● **Data records**:
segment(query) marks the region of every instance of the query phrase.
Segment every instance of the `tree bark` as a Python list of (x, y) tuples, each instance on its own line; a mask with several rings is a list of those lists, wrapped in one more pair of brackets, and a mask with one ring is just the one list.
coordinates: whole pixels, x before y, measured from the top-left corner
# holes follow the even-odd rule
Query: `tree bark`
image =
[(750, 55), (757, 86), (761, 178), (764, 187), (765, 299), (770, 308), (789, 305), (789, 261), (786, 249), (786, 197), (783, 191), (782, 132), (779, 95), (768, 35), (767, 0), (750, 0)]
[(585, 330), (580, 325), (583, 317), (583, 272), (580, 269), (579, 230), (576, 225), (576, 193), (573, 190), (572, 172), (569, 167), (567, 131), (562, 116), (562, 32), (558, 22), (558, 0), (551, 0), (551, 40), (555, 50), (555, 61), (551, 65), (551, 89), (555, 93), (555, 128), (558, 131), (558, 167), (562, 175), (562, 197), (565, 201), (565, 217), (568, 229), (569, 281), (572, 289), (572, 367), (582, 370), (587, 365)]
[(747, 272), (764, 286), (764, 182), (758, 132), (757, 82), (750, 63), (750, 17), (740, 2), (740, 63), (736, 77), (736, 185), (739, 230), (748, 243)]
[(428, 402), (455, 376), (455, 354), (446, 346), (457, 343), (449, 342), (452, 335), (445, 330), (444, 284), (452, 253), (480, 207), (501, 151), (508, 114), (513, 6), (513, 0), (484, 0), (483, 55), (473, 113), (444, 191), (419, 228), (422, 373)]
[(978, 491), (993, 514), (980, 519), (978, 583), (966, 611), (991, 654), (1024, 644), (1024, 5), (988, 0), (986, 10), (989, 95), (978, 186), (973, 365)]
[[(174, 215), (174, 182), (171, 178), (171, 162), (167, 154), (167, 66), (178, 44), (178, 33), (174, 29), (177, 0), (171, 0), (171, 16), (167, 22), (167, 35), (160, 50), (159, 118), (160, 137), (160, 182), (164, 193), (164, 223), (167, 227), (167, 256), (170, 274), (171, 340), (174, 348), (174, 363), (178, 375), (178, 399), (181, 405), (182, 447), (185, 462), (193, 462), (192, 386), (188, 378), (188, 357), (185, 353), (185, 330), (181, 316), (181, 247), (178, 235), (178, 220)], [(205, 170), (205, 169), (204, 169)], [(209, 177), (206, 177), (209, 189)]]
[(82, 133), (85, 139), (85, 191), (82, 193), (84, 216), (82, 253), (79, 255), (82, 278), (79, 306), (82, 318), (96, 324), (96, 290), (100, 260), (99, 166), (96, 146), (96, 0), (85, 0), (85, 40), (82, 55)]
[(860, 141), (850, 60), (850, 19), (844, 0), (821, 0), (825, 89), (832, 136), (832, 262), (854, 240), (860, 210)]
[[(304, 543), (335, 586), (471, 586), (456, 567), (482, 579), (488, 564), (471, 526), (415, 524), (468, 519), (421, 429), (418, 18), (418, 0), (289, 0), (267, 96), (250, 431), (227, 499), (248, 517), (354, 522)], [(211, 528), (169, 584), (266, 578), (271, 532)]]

● **Task**:
Go through the material and copy each line in which the word "every" occurs.

● **Response area**:
segment(query) marks the region of every instance of the query phrase.
Segment every instance of the `tree bark` as a Python list of (x, y) tuples, each instance on its own line; a mask with several rings is a list of those lists, wrapped in one more pair of brackets, and a mask with one ring is just the one list.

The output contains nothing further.